*** Opening of Records shown ***

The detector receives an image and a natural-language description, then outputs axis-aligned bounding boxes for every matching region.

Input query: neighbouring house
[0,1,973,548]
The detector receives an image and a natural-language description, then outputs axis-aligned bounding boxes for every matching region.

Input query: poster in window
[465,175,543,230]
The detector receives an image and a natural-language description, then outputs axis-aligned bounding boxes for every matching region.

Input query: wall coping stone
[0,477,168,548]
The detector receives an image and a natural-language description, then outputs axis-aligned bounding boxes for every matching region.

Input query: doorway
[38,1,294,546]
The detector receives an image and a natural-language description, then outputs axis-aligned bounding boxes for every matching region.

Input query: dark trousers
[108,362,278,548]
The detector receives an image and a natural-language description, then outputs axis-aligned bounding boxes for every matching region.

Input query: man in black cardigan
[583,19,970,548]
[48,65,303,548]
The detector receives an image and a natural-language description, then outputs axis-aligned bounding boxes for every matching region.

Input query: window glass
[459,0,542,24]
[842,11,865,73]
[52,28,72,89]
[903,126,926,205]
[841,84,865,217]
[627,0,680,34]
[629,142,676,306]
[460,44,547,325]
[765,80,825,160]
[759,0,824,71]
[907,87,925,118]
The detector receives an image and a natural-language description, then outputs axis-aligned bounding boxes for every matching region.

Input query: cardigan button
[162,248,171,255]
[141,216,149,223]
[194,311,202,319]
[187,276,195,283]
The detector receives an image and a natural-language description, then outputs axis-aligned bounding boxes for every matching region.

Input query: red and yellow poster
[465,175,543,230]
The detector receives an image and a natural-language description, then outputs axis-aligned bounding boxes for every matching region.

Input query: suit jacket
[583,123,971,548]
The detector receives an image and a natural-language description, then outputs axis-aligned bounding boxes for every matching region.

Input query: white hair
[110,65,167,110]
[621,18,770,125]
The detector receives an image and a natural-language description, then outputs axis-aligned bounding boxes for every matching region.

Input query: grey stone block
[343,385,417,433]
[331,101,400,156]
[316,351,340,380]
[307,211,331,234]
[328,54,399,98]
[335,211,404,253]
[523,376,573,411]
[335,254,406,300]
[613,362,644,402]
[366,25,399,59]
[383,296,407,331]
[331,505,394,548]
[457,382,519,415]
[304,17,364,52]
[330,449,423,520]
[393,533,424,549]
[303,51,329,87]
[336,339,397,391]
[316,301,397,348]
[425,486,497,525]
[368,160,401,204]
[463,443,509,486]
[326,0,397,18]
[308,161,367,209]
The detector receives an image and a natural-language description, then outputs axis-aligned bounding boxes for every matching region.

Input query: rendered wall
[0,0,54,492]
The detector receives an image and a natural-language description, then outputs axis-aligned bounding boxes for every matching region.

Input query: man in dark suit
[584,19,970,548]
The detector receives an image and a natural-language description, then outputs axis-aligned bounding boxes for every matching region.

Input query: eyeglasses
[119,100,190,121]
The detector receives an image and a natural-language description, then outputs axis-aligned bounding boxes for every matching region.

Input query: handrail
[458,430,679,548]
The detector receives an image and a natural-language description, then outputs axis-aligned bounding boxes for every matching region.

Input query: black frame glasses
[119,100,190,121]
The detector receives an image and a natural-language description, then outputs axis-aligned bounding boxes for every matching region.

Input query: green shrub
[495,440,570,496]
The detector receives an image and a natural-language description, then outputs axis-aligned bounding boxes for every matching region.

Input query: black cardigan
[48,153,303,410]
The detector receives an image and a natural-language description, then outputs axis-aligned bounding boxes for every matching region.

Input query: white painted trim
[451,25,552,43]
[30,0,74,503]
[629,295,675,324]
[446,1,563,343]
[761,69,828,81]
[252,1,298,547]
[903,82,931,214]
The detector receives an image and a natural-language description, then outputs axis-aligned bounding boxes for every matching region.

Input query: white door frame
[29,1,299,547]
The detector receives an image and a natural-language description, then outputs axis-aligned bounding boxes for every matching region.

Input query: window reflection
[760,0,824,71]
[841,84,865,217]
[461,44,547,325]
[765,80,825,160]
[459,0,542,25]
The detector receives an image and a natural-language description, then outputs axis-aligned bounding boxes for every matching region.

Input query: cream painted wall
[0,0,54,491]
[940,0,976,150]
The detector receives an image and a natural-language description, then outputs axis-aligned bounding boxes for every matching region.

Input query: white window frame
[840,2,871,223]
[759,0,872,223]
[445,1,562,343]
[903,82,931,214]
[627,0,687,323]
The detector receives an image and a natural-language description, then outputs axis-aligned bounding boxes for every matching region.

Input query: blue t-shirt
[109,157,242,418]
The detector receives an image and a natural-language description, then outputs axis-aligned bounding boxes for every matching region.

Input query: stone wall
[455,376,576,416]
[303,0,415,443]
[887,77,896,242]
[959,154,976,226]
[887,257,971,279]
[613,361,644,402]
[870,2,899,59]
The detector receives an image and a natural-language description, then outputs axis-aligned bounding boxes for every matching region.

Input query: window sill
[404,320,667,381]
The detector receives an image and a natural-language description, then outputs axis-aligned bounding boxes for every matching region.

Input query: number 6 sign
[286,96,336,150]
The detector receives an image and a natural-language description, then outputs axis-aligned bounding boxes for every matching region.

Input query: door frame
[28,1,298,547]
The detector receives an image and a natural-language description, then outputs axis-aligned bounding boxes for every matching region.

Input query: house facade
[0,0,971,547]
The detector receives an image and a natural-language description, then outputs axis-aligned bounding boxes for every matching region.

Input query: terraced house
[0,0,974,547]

*** Close of Records shown ***

_Work task_
Transcribe every record above word for word.

_Completed task_
The detector receives an image and a natural-language description, then outputs axis-aligned bounding boxes for every matching region.

Input query: neighbouring house
[0,1,973,548]
The detector receives an image and a natural-language description, then outputs axis-aligned bounding boxes for every matching region.

Input query: poster in window
[465,175,543,230]
The detector receives an image and a natural-language description, then outputs axis-aligned bounding boxes for every matching region.

Input query: wall coping stone
[0,477,168,548]
The detector receives an image and a natural-language description, then outputs axis-aligned bounding boxes for every matching region.

Input query: doorway
[38,1,294,546]
The detector receives an image and a natural-language description, then outputs axis-aligned bounding boxes for every matching region.

Input query: dark trousers
[108,362,278,548]
The detector receives an image and a natural-language description, then outputs axis-aligned bounding boxes for every matching region.

Input query: man in black cardigan
[583,19,970,548]
[48,65,303,548]
The detector receives an image and a natural-language description, then outputs axis-aligned bounding boxes for every matching region.

Input query: window glass
[459,0,542,24]
[842,11,865,73]
[52,28,72,89]
[903,126,926,205]
[841,84,865,217]
[627,0,680,34]
[629,142,676,306]
[460,44,547,325]
[765,80,825,160]
[759,0,824,71]
[907,87,925,118]
The detector receives an image and a natural-language description, then outputs axis-aligned bounding boxes for every matching region.

Input query: cardigan button
[162,248,171,255]
[141,216,149,223]
[194,311,202,319]
[187,276,195,283]
The detector receives an image and a natural-language description, then outputs axis-aligned bounding boxes for every matching region.

Input query: red and yellow poster
[465,175,543,230]
The detector receives an image and a natural-language description, then outputs axis-aligned bounding boxes for every matching region.

Input query: suit jacket
[583,123,971,548]
The detector receives an image and a natural-language description, then outputs axis-aligned bounding boxes for every matching region.

Input query: white hair
[110,65,167,110]
[621,18,770,125]
The detector receives an image and a natural-language description, then outputs axis-aligned bounding boxes for every matching region.

Input query: grey stone block
[343,385,417,433]
[331,101,400,156]
[316,351,340,380]
[307,211,331,234]
[328,54,399,98]
[335,211,404,253]
[523,376,573,411]
[335,254,406,300]
[613,362,644,402]
[366,25,399,59]
[383,296,407,331]
[331,505,394,548]
[457,382,519,415]
[304,17,364,52]
[330,449,423,520]
[393,533,424,549]
[303,51,329,87]
[336,339,397,391]
[316,301,397,348]
[425,486,497,525]
[368,160,401,204]
[463,443,509,486]
[326,0,397,18]
[308,161,367,209]
The detector receives an image and a natural-language description, then outputs axis-aligned bounding boxes for every matching region.

Input query: rendered wall
[0,0,54,492]
The detector receives an image and a natural-language description, then outputs axis-aligned bounding boxes for every matching region.

Input query: man in dark suit
[584,19,970,548]
The detector receives an image and a natural-language description, then outputs axis-aligned bounding boxes for every matching region.

Input query: eyeglasses
[119,100,190,121]
The detector receives an image and a natural-language description, then outputs axis-aligned bounding boxes for every matching region.

Input query: handrail
[458,430,679,548]
The detector receives an image and a natural-language description, then outputs axis-aligned bounding boxes for every matching region.

Input query: black frame glasses
[119,100,190,121]
The detector receives an image and a natural-language description, then outputs axis-aligned bounding boxes for every matching region.

Input query: green shrub
[495,440,570,496]
The detector receives an image and a natural-language description, then outputs axis-aligned bounding boxes for every matching region.

Input query: black cardigan
[48,153,303,410]
The detector receives an image and a natural-language description, then outputs axis-aligned bounding boxes for every matching region.

Input query: white painted trim
[451,25,552,43]
[30,0,74,503]
[629,295,675,324]
[446,1,563,343]
[761,69,828,81]
[252,1,298,547]
[903,82,931,214]
The detector receives an image and a natural-language description, then outputs axis-aligned bounding boxes for every matching region.

Input query: white door frame
[29,1,299,547]
The detector receives an image and a natural-language description, then outputs axis-aligned bounding boxes for every matching region.

Input query: window reflection
[760,0,824,71]
[841,84,865,217]
[461,44,547,325]
[765,80,825,160]
[459,0,542,25]
The detector receives an image and a natural-language description, then outputs axis-aligned bounding boxes for every matching region.

Input query: cream painted wall
[0,0,54,491]
[940,0,976,150]
The detector receives an image and a natural-language description, then outputs axis-aligned bounding boxes for every matching region.

Input query: white window frame
[840,2,871,223]
[759,0,872,223]
[445,1,562,343]
[903,82,931,214]
[627,0,687,323]
The detector receives an image and a natural-language description, then outputs axis-aligned bounding boxes for every matching region.

Input query: blue t-shirt
[109,157,242,418]
The detector receives an image and a natural-language description, then outputs axis-aligned bounding boxes for every matching region.

Input query: stone wall
[455,376,576,416]
[303,0,415,443]
[887,77,896,242]
[959,154,976,226]
[887,257,971,279]
[613,361,644,402]
[870,2,899,59]
The detector receives an image and a natural-language description, then outputs axis-aligned bounding boxes for every matching region.

Input query: window sill
[404,320,667,381]
The detector receives an image and a natural-language description, then outputs axis-aligned bounding boxes for every matching region.

Input query: number 6 sign
[286,96,336,150]
The detector receives an image and a natural-language description, then outputs axis-aligned bounding boxes for every matching region.

Input query: door frame
[28,1,298,547]
The detector receives an image and a natural-language description, then outputs axis-aligned bounding boxes for every matching region.

Input query: house facade
[0,0,971,547]
The detector receives an image and a natural-language description, then outputs axis-aligned bounding boxes for every matching region.

Input query: terraced house
[0,0,974,547]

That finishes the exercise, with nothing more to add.